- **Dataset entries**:
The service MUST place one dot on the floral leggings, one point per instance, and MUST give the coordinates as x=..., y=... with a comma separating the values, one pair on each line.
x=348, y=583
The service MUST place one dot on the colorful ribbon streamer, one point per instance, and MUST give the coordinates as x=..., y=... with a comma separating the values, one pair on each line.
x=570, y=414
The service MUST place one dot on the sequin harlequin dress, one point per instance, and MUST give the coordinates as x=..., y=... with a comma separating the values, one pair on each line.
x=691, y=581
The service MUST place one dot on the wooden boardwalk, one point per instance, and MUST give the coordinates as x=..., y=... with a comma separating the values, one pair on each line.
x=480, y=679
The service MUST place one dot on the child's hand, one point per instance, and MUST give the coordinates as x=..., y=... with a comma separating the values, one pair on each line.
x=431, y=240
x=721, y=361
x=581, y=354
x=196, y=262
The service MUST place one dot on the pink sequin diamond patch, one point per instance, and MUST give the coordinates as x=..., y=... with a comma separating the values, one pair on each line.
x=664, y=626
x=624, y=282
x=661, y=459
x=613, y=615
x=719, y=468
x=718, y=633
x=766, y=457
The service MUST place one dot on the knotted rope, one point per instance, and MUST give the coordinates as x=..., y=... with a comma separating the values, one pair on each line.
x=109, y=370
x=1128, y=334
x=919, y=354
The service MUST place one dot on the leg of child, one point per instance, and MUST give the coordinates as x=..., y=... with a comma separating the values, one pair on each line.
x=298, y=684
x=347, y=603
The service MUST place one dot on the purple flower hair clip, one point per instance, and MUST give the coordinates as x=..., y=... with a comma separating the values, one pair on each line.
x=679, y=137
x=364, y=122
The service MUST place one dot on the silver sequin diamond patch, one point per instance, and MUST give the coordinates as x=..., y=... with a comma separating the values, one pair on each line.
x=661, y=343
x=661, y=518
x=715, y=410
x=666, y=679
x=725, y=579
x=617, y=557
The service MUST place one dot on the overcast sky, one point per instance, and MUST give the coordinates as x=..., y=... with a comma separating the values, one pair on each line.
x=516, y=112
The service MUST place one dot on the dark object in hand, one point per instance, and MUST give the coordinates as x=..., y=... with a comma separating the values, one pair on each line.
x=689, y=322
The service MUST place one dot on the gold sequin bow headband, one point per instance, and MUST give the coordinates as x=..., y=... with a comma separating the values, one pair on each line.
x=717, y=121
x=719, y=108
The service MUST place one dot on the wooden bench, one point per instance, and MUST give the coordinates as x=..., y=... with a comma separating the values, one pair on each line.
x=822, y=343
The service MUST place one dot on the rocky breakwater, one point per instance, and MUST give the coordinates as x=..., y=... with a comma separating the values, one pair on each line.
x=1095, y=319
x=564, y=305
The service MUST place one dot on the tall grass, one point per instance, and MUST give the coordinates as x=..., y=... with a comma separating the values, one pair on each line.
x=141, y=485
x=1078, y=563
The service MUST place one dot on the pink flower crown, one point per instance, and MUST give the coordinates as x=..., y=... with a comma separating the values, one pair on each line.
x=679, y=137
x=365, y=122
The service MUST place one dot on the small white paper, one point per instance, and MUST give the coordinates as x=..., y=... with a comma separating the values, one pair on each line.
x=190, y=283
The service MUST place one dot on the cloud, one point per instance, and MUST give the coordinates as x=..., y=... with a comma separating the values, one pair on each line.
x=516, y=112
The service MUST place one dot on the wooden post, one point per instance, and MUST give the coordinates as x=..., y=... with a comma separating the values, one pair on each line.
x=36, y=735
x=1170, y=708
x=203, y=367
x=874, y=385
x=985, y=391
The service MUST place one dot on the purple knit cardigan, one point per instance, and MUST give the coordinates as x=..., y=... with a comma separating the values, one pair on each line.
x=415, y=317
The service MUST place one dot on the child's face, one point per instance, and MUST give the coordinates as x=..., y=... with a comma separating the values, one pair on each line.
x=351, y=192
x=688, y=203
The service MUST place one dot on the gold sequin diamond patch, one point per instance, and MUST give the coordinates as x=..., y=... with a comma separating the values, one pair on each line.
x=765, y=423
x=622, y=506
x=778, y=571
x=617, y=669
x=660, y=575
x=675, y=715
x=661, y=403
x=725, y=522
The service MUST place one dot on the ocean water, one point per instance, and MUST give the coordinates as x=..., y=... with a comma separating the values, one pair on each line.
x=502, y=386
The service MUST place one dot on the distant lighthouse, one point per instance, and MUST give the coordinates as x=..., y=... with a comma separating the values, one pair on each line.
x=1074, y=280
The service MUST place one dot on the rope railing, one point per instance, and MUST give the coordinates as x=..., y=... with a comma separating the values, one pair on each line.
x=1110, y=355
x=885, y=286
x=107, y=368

- **What the task requires**:
The answer consists of every entry, returned exactly.

- **Written reply**:
The service MUST place one dot on the floral leggings, one point per instance, and MUST give the coordinates as x=..., y=... with a comma separating the values, one pair on each line.
x=348, y=583
The service MUST place one dot on the colorful ribbon streamer, one point per instance, and MUST give the coordinates as x=..., y=... with a comma separating the values, one pair on each line.
x=570, y=414
The service MUST place one dot on the sequin harlequin dress, one point per instance, and MUST give the coordinates as x=..., y=... with a comma separating the values, one pair on each line.
x=691, y=581
The service MUST place one dot on the wooden boardwalk, one point per instance, and MUST give the coordinates as x=..., y=... with a comma separating the values, one pair on each line.
x=480, y=679
The service MUST place one dot on the child's hand, one point per instance, and MUST give the coordinates as x=..., y=... with a comma separating the values, one pair on each line.
x=431, y=240
x=721, y=361
x=581, y=354
x=196, y=262
The service MUST place one dot on the pink sequin diamond patch, one point per instance, and MUST give the coordinates as x=..., y=... with a comma separating the values, one pair on each line.
x=664, y=626
x=624, y=282
x=661, y=459
x=613, y=615
x=719, y=468
x=718, y=633
x=766, y=457
The service MUST place one dot on the knotted rope, one point per instance, and MUST give the coordinates as x=..., y=... with a comma separating the values, one pair on each line.
x=109, y=370
x=1128, y=334
x=919, y=354
The service MUST place one dot on the leg of child, one point per instance, and MUST give the coordinates as x=..., y=... with a comma separating the values, one pair on each line.
x=298, y=684
x=347, y=603
The service MUST place one dot on the purple flower hair clip, one point per instance, and MUST give the coordinates as x=..., y=... with a comma separating the values, one pair on each line.
x=679, y=137
x=364, y=122
The service MUST place one dot on the silver sequin diamond patch, one point per instance, and MUST give the coordinates as x=..., y=... with a comma separating the values, one pair on each line.
x=661, y=343
x=661, y=518
x=715, y=410
x=666, y=679
x=725, y=579
x=617, y=557
The service MUST place one dot on the overcast sky, one point per instance, and MUST give the coordinates as x=..., y=... with a comma separating the values, one pair on each line.
x=516, y=112
The service MUST place one dot on the dark object in hand, one point per instance, and MUST give the coordinates as x=..., y=... with a comma separating the values, one pair on each line.
x=689, y=322
The service MUST place one dot on the gold sequin bow headband, one point per instance, and MUST give the coordinates as x=..., y=... with a comma separating the values, one pair on each line.
x=717, y=121
x=719, y=108
The service MUST place one dot on the wooden bench, one point per instance, and MUST give the coordinates as x=..., y=... with a comma separating the values, one pair on each line.
x=822, y=343
The service MUST place one dot on the rocky breakwater, one point per instance, and MUST give the coordinates as x=..., y=... with a comma separating the values, one pair on each line.
x=1095, y=319
x=564, y=305
The service MUST place one dot on the tall grass, one point per instance, and MUST give the coordinates as x=..., y=... with a comma separating the values, one pair on each line.
x=141, y=485
x=1078, y=563
The service MUST place one dot on the pink flower crown, one point per instance, and MUST give the coordinates as x=..., y=... with a comma separating the values, one pair on each line.
x=679, y=137
x=365, y=122
The service MUST place one dot on the small white paper, one point per instance, and MUST give the coordinates as x=..., y=... with a comma separating the values, one pair on each line.
x=190, y=283
The service MUST place one dot on the cloud, one point per instance, and MUST give the coordinates as x=..., y=... with a comma separating the values, one pair on each line.
x=516, y=112
The service MUST place one dot on the wooden post, one point per instance, and MUST give the coordinates as x=..., y=... with a comma separating the values, one pair on each line.
x=36, y=735
x=1170, y=708
x=203, y=367
x=874, y=385
x=985, y=391
The service MUST place one dot on the purple knit cardigan, one point per instance, and MUST give the coordinates as x=..., y=... with a comma separating the values, one pair on each line.
x=415, y=317
The service MUST place one dot on the child's face, one point per instance, and MUST give the coordinates as x=..., y=... with a comma separating the values, one pair on each line.
x=351, y=192
x=688, y=203
The service MUST place one dot on the gold sequin diamond patch, one point per instance, and MUST give the coordinates as x=..., y=... with a comma separating the values, one pair on each line.
x=765, y=423
x=622, y=506
x=778, y=571
x=617, y=669
x=660, y=575
x=675, y=715
x=661, y=403
x=725, y=522
The service MUST place one dot on the ocean water, one point per instance, and MUST give the coordinates as x=..., y=... with a comma separating the values, one pair on each line.
x=502, y=386
The service MUST place one dot on the distant lighthouse, one point per instance, and MUST give the coordinates as x=..., y=... with a comma separating the values, one pair on each line.
x=1074, y=280
The service MUST place one dot on the rope railing, one point per instance, and MUST give the coordinates as x=..., y=... with a comma separating the values, one pair on each line.
x=1110, y=355
x=885, y=286
x=107, y=368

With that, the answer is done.